**PROBLEM TO SOLVE:** Keeping every word intact, reproduce all of the records.
[ENTRIES SUPPLIED — start]
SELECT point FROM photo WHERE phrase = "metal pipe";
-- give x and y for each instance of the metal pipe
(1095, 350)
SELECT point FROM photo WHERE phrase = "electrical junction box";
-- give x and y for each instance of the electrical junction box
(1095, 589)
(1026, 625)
[ENTRIES SUPPLIED — finish]
**WRITTEN RESPONSE:**
SELECT point FROM photo WHERE phrase = "metal pipe";
-- give x and y for each instance of the metal pipe
(1095, 350)
SELECT point FROM photo WHERE phrase = "electrical junction box";
-- give x and y for each instance of the electrical junction box
(1095, 589)
(1026, 625)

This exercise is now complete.